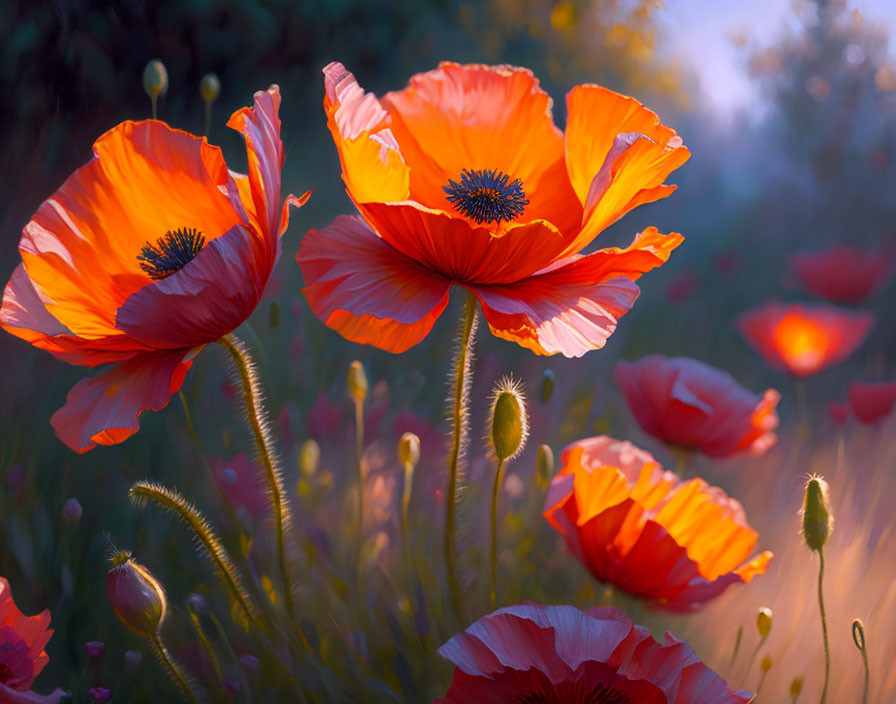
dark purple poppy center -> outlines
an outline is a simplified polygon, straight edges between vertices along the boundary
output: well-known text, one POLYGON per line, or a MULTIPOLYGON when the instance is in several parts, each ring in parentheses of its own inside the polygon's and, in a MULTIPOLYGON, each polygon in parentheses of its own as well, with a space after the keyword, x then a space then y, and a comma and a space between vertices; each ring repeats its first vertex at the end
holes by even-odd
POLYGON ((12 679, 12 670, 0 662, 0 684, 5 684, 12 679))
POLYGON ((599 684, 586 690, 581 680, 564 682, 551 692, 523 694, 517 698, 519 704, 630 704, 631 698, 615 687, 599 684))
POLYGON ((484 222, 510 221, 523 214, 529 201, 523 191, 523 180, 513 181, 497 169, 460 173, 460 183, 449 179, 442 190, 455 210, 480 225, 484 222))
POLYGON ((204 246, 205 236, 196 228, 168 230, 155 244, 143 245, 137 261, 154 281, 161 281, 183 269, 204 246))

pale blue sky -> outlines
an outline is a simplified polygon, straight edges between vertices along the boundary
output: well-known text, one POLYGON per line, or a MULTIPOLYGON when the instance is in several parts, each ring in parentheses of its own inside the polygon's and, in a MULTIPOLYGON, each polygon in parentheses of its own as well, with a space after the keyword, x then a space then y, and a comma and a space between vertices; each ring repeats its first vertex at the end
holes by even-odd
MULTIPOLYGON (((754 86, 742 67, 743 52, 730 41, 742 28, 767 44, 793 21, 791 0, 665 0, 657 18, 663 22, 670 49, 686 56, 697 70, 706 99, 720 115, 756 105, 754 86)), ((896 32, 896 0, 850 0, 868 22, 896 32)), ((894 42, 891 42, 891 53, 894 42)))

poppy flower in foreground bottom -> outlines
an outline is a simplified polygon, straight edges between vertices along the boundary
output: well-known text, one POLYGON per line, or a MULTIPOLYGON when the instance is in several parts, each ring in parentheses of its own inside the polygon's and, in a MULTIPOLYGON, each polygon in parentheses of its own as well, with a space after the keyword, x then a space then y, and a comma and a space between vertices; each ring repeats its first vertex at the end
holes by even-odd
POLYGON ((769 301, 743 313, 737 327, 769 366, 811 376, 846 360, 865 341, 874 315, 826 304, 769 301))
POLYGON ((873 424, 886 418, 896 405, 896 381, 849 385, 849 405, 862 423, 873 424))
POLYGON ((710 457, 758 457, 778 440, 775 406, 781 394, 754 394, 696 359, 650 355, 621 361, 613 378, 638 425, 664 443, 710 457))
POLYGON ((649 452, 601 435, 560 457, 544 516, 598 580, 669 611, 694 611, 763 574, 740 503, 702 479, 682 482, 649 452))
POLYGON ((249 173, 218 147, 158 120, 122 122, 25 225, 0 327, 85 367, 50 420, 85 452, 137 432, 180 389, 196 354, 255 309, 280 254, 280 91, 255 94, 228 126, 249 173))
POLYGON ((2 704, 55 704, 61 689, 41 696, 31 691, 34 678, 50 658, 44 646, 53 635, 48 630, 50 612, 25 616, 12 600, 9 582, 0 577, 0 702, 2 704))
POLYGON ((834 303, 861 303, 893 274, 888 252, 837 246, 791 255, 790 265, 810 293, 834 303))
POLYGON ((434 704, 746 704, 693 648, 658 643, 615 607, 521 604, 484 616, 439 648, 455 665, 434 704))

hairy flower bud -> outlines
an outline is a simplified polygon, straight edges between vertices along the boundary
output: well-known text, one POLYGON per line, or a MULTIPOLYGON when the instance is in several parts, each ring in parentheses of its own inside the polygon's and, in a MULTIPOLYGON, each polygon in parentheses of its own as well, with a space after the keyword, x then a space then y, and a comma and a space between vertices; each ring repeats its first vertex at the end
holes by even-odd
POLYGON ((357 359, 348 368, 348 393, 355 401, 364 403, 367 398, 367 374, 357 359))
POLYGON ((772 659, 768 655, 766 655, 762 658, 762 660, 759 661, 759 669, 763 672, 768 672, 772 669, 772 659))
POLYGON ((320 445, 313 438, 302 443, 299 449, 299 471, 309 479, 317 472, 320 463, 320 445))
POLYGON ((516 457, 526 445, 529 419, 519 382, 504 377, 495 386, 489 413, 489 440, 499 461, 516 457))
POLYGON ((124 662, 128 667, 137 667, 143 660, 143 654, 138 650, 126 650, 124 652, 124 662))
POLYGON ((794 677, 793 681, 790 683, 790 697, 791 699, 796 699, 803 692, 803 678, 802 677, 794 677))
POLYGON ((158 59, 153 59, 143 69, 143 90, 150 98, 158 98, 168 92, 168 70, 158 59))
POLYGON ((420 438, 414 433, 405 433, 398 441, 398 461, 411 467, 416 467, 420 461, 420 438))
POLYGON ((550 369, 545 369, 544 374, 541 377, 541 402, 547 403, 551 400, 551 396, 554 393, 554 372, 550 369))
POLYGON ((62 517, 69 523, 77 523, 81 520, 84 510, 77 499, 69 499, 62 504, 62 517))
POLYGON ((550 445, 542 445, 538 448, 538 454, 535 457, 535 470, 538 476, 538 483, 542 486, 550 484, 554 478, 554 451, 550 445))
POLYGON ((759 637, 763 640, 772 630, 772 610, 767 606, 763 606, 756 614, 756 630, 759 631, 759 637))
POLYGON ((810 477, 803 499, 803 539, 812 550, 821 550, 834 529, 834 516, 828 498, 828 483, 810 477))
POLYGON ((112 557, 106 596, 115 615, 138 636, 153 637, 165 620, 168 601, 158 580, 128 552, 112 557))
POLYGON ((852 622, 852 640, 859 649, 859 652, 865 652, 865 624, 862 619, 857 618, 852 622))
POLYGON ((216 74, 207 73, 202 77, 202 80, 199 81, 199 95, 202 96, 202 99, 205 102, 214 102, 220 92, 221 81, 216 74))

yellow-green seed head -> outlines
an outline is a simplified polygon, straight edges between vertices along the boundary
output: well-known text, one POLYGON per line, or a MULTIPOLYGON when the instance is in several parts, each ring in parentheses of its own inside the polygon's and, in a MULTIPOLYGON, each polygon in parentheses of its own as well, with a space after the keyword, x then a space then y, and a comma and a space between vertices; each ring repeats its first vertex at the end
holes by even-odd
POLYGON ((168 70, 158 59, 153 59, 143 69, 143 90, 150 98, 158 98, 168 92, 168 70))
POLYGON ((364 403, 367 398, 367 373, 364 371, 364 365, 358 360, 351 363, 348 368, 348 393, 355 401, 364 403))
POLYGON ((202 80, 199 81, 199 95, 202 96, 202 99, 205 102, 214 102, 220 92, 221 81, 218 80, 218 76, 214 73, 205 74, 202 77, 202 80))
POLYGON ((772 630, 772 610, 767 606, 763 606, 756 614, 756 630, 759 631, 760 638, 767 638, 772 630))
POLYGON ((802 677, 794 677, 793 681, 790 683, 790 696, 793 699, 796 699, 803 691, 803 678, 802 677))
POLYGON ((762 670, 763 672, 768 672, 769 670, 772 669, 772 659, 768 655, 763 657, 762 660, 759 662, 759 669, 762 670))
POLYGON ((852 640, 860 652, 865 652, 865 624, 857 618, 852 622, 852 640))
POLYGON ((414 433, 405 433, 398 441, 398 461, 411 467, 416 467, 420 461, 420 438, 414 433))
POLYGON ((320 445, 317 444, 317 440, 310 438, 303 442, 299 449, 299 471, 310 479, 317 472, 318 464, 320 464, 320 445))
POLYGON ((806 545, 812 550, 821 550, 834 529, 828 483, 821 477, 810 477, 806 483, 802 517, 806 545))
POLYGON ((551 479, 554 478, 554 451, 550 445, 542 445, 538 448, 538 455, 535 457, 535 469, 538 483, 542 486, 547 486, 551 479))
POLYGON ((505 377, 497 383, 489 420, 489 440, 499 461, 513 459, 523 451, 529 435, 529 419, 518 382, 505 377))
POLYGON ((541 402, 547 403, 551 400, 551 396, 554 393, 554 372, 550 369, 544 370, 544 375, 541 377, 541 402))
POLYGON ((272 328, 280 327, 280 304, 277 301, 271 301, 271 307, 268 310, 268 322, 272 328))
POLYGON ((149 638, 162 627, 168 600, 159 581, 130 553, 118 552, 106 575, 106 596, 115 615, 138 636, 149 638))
▬▬▬▬▬▬
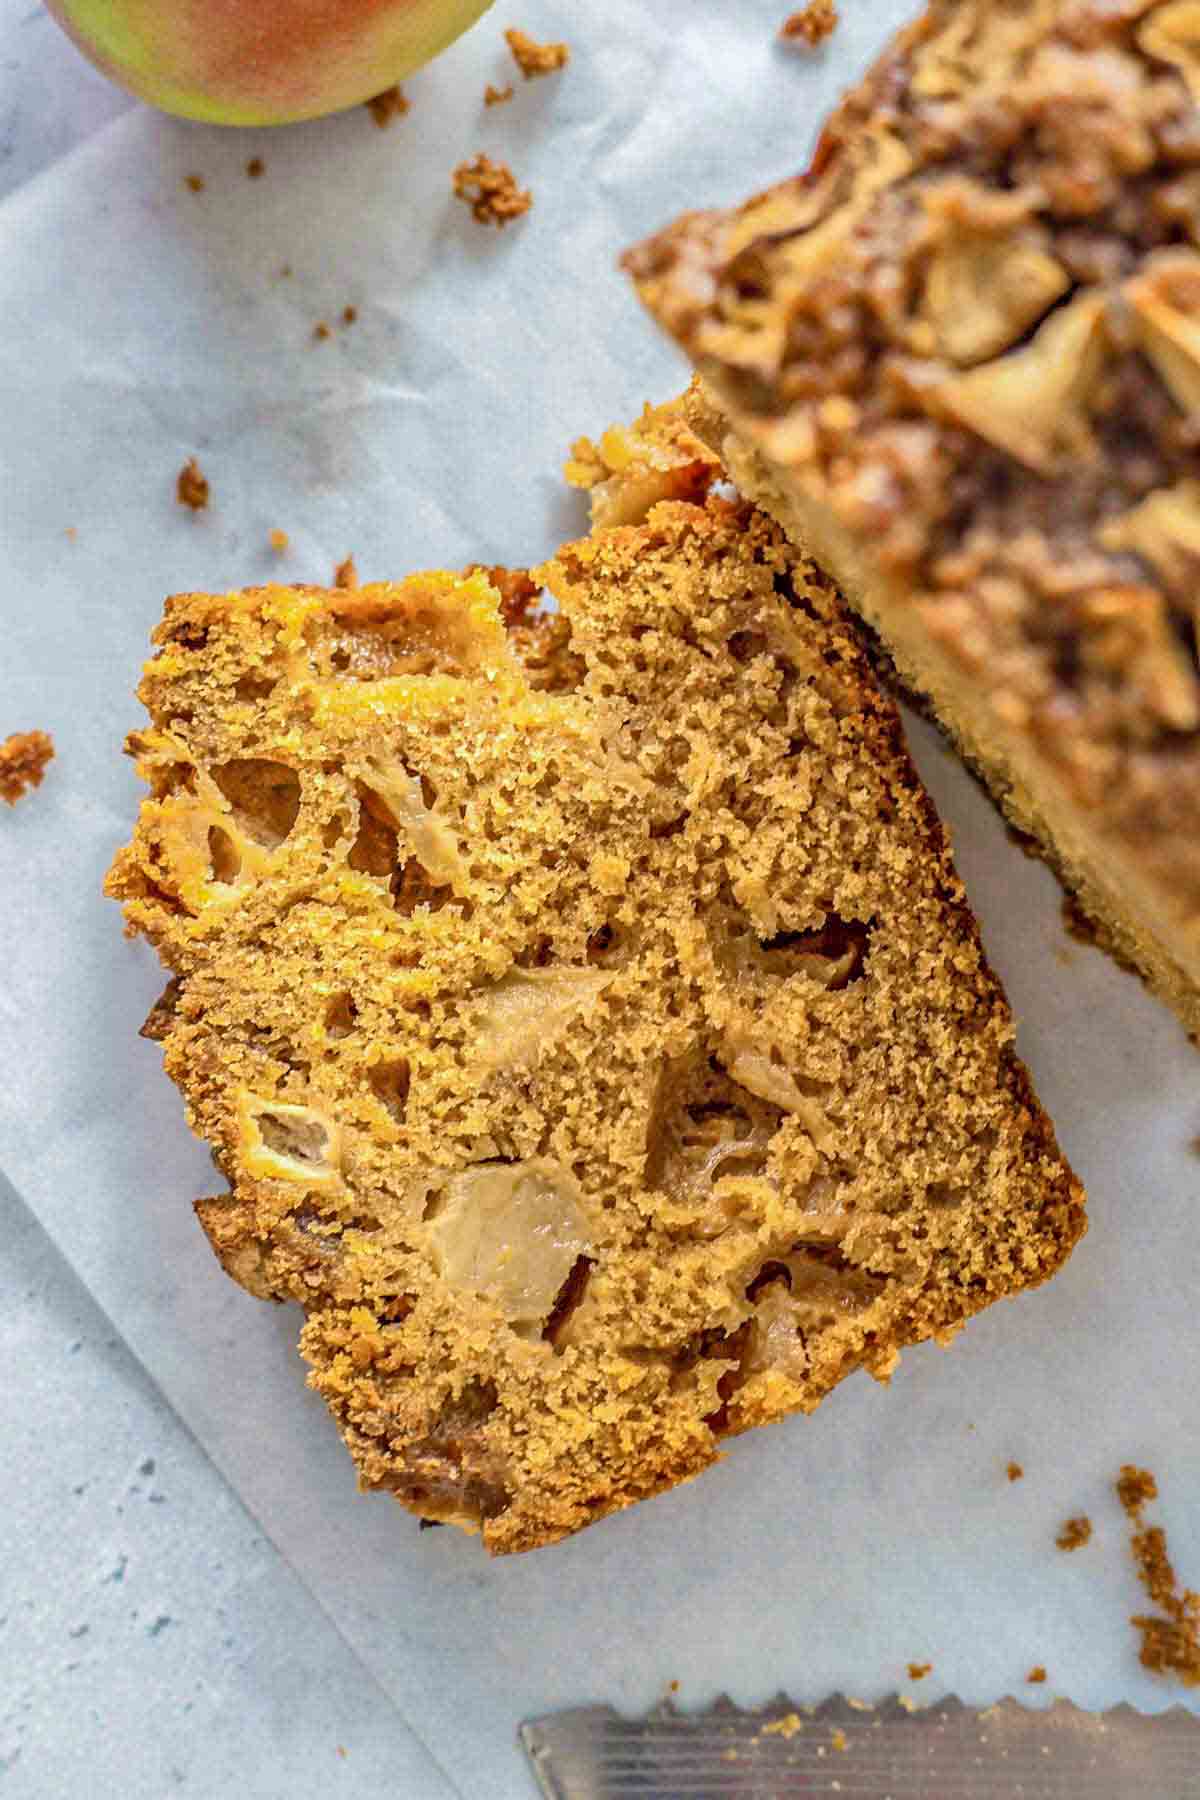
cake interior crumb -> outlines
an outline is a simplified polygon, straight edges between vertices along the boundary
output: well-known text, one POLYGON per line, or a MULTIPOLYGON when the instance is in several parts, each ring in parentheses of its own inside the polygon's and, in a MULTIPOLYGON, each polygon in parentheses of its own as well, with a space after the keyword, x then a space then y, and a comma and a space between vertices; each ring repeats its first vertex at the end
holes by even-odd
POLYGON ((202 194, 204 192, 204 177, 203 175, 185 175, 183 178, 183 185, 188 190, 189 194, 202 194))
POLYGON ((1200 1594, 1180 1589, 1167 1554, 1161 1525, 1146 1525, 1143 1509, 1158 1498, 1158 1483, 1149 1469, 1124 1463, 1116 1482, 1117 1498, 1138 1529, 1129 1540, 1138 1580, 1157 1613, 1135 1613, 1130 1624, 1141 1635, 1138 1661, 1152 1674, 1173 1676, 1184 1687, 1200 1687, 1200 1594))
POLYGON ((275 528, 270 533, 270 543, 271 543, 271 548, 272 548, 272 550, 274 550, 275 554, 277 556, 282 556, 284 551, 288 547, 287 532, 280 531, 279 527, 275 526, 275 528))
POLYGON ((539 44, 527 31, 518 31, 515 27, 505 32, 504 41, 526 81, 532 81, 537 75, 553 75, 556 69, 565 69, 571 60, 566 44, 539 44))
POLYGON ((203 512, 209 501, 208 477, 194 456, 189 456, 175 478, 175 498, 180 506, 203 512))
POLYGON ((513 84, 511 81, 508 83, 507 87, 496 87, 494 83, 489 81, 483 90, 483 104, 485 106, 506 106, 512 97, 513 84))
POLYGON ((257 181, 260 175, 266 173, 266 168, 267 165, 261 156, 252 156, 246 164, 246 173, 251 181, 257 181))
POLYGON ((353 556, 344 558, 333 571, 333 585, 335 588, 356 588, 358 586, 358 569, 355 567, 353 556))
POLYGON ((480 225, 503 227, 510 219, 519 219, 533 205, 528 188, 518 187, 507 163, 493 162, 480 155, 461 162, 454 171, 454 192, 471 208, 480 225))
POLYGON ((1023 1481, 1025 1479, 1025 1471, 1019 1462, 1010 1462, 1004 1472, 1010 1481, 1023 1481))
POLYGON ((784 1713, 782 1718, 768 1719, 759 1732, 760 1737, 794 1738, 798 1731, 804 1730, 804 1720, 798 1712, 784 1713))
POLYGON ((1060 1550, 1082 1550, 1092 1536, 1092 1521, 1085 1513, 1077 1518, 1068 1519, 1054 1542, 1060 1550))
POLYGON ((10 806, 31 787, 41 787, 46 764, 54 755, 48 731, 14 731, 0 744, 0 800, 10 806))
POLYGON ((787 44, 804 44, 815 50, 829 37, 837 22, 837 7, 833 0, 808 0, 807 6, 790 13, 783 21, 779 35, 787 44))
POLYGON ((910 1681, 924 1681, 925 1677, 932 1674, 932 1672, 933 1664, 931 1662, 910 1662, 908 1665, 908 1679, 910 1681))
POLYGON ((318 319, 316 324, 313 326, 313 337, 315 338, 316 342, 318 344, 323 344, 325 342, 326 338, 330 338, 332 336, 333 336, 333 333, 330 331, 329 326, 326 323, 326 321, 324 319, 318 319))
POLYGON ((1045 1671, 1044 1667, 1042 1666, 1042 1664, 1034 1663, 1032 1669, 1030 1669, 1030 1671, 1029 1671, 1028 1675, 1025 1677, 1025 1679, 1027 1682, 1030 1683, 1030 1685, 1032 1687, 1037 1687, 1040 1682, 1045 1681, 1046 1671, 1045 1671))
▬▬▬▬▬▬
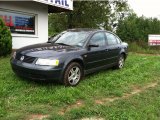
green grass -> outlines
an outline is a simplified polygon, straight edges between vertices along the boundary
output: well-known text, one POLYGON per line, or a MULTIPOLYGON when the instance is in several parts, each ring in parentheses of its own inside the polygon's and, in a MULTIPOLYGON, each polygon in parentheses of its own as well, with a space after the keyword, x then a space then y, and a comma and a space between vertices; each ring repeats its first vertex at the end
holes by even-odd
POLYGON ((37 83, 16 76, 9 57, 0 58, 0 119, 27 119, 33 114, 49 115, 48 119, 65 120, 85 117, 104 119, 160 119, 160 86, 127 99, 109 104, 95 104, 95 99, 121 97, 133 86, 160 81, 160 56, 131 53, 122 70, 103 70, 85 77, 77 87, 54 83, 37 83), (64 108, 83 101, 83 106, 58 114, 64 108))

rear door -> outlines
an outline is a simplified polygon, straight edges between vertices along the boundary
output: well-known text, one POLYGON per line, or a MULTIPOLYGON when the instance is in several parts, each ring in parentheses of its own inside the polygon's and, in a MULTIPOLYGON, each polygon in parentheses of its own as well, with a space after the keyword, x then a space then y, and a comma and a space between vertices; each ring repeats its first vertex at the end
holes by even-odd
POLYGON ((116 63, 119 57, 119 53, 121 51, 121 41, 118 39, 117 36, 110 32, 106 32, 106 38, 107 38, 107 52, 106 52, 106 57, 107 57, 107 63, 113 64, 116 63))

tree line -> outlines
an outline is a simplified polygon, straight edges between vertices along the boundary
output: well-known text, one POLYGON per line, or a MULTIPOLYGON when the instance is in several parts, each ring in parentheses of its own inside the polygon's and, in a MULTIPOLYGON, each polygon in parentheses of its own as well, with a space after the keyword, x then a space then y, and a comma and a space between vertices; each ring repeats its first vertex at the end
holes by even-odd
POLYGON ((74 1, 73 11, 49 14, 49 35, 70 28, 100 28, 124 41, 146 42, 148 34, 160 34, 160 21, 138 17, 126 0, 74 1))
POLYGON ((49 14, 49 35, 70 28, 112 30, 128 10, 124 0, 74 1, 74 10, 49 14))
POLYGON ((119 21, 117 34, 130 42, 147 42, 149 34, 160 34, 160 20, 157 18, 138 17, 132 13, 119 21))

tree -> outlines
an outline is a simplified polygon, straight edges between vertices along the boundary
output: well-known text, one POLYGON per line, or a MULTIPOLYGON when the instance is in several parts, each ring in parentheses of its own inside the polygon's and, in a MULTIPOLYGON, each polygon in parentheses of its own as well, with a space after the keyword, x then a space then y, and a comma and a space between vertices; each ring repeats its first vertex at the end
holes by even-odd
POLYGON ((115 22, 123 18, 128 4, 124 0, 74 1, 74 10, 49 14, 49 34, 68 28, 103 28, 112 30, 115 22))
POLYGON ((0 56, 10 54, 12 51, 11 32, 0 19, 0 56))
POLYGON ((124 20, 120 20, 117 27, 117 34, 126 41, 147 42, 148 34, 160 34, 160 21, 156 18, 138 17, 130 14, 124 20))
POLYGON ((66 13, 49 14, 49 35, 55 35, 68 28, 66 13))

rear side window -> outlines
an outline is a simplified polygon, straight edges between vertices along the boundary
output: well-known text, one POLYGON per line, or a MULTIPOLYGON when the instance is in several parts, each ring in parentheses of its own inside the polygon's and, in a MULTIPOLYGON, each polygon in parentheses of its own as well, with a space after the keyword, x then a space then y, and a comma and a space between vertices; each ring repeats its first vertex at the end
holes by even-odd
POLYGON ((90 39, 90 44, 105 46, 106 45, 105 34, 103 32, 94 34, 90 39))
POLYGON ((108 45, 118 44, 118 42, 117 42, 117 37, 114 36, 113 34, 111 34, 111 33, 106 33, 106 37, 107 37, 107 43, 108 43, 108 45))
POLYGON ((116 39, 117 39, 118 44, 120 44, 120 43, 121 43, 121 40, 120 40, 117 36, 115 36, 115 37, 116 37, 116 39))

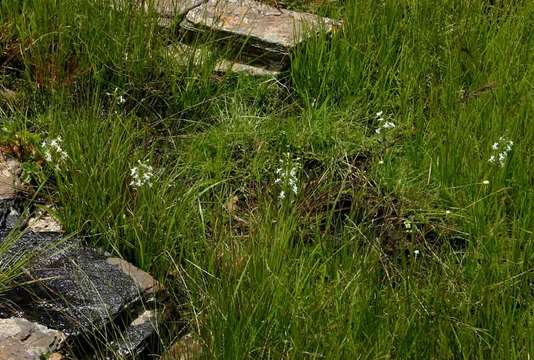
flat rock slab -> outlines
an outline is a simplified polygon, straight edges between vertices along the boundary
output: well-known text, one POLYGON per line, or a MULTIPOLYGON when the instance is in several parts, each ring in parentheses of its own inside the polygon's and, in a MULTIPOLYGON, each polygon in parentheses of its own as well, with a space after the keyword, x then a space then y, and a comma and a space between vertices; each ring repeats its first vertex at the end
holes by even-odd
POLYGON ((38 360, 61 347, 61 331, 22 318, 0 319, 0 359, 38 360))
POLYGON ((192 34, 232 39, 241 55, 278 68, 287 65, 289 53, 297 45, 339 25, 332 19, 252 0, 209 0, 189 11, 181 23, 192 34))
▬▬▬▬▬▬
• _What the task requires_
Please say how many lines of the listing hold the string "flower", answering with the number alone.

• _Solution to this problem_
2